# WHAT TO PRODUCE:
Answer these questions using the passage on Dorothy Day below:
1. Whose feet does the passage say Pope Francis washed?
2. What does the passage name as the turning point in Dorothy Day's story?
3. Whom did Dorothy Day upbraid, and for promoting what myth?

# PASSAGE SHOWN:
┄┄┄┄┄┄

By the same token, I believe this particular ecclesial season provides
a very special context for promoting the canonization of Dorothy Day.
Pope Francis, it seems to me, is the fulfillment of Dorothy’s dreams.
If she had let her imagination run free, she might have conceived of a
pope who took his name from St. Francis, who set out to renew the
church in the image of Jesus, promoting the centrality of mercy,
reconciliation and solidarity with those on the margins. So often she
criticized ecclesial trappings of power and privilege. How she would
have delighted in Francis’ gestures of humility, his call for
shepherds “who have the smell of the sheep,” his washing the feet of
prisoners (including women and Muslims), his tears on the island of
Lampedusa as he contemplated the deaths of nameless immigrants and
lambasted the “culture of indifference.” With her love for the Cuban
people, how she would have rejoiced in his role in overcoming decades
of intransigent enmity between the U.S. and Cuban governments. How, on
the eve of an imminent war with Syria, she would have eagerly
accompanied him in his vigil for peace. How moved she would be to
learn of his deep friendship with a Jewish rabbi, his love for opera
and Dostoevsky, and his exhortation to spread the “joy of the Gospel.”

Some have suggested that the new atmosphere under Pope Francis has put
wind in the sails of Dorothy’s canonization. But I would put it
another way. I think the cause of Dorothy’s canonization helps put
wind in the sails of the pope’s agenda. Support for her cause, in this
context, means more than keeping her memory alive. It contributes to
the ongoing program of renewal of the church—not for its own sake but
for the sake of a wounded world.

What of the concerns that canonization will cause her witness to be
watered down and homogenized? I think her full story—so inseparable
from her “message”—is clear and widely available. To be sure, there
has at times been a tendency on the part of some to put all too much
emphasis on her abortion, to make that experience a central feature in
the narrative of her journey from “sinner to saint.” In fact, as we
know, the driving force of Dorothy’s conversion was not shame over her
sins but gratitude for God’s grace. The turning point in her story was
not her abortion but the experience of becoming pregnant and giving
birth. In the end, I believe that canonization is the best insurance
that her story and the distinctive features of her holiness will be
remembered—not just in our time but far from now in the future. Just
as the beatification of Franz Jägerstätter lifts up the memory of his
“solitary witness,” so I believe the canonization process for Dorothy
Day will spread the story of her going to jail to protest civil
defense drills and the blasphemy of all preparations for nuclear war.
It will move her witness from the margins to the center of the
church’s memory.

The Making of a Legend

Of course, we regularly witness the domestication of radical prophets.
Francis of Assisi becomes the patron saint of bird baths. Martin
Luther King Jr. is universally remembered for his “dream” of a
post-racial America—but not for his critique of militarism and
capitalism. Dorothy Day is hardly exempt from this danger. Even while
she lived, Dorothy had to confront pious legend-making. She upbraided
Catherine de Hueck Doherty for promoting the myth that she shared her
bed with a syphilitic homeless woman. (Dorothy retorted, “I can’t even
sleep with my daughter, she wiggles too much!”) She was exasperated
with people who asked if she bore the stigmata or enjoyed visions.

┄┄┄┄┄┄

(Items listed in a dataset)
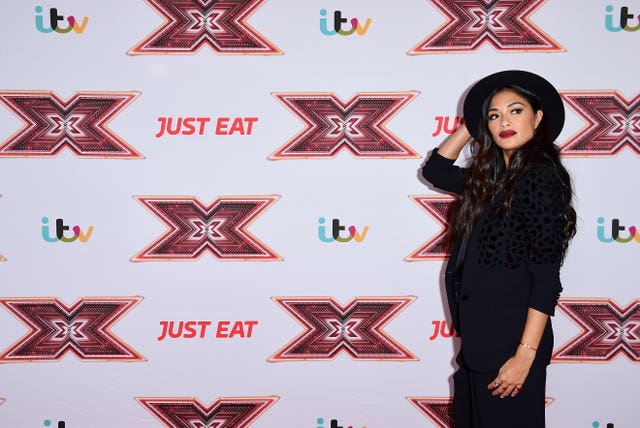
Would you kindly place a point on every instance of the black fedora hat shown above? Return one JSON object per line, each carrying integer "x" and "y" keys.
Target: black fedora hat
{"x": 550, "y": 99}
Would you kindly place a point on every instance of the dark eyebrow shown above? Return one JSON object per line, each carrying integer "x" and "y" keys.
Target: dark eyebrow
{"x": 510, "y": 105}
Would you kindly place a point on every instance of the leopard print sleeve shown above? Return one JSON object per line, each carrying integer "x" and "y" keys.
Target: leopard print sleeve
{"x": 538, "y": 209}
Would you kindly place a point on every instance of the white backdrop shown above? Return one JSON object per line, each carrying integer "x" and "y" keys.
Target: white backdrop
{"x": 104, "y": 192}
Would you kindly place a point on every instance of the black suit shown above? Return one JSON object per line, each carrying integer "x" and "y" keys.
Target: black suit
{"x": 511, "y": 263}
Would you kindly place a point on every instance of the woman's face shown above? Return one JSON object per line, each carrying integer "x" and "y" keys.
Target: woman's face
{"x": 511, "y": 121}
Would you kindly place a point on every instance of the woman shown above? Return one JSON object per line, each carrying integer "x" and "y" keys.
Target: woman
{"x": 509, "y": 231}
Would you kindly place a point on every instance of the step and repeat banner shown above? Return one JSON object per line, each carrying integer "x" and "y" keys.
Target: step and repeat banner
{"x": 211, "y": 213}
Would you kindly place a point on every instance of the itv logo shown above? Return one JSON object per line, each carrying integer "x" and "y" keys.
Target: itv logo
{"x": 61, "y": 229}
{"x": 54, "y": 20}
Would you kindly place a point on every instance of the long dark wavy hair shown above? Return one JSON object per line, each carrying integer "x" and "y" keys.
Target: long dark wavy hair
{"x": 487, "y": 174}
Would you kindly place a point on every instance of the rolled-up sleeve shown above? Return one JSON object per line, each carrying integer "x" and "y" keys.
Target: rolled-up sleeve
{"x": 539, "y": 210}
{"x": 442, "y": 173}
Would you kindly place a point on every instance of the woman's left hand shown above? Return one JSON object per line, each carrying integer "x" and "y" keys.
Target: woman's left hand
{"x": 512, "y": 374}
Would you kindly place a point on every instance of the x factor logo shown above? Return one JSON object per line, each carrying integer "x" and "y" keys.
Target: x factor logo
{"x": 79, "y": 124}
{"x": 606, "y": 331}
{"x": 331, "y": 328}
{"x": 613, "y": 122}
{"x": 357, "y": 125}
{"x": 505, "y": 24}
{"x": 56, "y": 329}
{"x": 225, "y": 412}
{"x": 191, "y": 24}
{"x": 195, "y": 228}
{"x": 440, "y": 409}
{"x": 435, "y": 248}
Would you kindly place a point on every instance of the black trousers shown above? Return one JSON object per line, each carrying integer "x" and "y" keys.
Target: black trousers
{"x": 475, "y": 407}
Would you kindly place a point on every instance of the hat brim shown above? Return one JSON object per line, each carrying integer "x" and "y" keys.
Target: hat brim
{"x": 552, "y": 105}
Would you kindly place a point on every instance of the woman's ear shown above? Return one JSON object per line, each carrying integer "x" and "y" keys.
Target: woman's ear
{"x": 538, "y": 118}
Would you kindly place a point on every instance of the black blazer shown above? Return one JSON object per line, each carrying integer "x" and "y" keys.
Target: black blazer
{"x": 512, "y": 263}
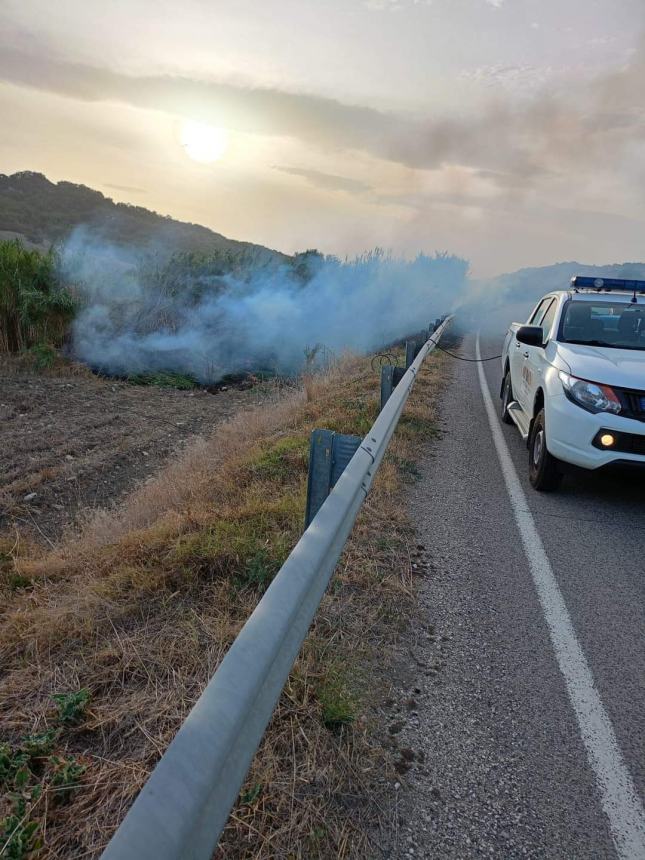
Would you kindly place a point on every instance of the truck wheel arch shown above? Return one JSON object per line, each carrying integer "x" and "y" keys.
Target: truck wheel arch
{"x": 538, "y": 404}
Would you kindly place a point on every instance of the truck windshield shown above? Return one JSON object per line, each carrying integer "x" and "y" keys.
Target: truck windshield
{"x": 618, "y": 325}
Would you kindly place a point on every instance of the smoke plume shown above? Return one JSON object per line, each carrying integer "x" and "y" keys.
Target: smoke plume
{"x": 144, "y": 312}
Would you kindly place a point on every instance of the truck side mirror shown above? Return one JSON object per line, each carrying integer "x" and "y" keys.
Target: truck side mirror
{"x": 531, "y": 335}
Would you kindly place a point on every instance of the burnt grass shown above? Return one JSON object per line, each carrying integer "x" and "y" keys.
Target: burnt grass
{"x": 74, "y": 441}
{"x": 131, "y": 614}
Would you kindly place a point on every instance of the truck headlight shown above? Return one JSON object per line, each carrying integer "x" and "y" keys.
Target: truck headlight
{"x": 592, "y": 396}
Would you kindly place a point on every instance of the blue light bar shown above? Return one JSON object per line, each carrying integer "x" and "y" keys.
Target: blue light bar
{"x": 582, "y": 282}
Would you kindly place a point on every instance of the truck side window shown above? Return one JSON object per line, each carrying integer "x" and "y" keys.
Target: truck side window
{"x": 547, "y": 320}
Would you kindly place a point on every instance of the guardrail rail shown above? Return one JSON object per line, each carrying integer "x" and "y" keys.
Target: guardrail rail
{"x": 183, "y": 807}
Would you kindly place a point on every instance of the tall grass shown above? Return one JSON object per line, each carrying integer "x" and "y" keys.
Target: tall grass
{"x": 35, "y": 307}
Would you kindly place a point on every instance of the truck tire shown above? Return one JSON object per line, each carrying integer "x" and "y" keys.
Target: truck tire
{"x": 544, "y": 468}
{"x": 507, "y": 397}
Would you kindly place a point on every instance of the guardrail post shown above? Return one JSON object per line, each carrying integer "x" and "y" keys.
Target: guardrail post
{"x": 412, "y": 348}
{"x": 329, "y": 454}
{"x": 390, "y": 378}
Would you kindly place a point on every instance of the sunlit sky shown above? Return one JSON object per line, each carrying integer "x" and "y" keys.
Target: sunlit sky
{"x": 511, "y": 132}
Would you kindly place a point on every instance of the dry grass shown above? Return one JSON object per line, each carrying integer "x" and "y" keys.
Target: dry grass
{"x": 141, "y": 607}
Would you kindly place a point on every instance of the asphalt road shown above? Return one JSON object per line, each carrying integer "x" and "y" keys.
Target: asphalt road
{"x": 500, "y": 765}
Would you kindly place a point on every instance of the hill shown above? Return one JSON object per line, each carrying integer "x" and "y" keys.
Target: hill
{"x": 531, "y": 283}
{"x": 44, "y": 213}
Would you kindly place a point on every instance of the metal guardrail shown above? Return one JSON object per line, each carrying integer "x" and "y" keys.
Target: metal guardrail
{"x": 183, "y": 807}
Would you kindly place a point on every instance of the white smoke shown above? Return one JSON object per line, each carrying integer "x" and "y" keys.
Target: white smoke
{"x": 264, "y": 317}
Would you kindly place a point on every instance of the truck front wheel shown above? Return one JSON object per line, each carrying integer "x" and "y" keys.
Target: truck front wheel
{"x": 544, "y": 469}
{"x": 507, "y": 398}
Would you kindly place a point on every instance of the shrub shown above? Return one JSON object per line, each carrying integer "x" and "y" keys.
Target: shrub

┄┄┄┄┄┄

# RESPONSE:
1. Prisoners, including women and Muslims.
2. The experience of becoming pregnant and giving birth.
3. Catherine de Hueck Doherty, for promoting the myth that Dorothy Day shared her bed with a syphilitic homeless woman.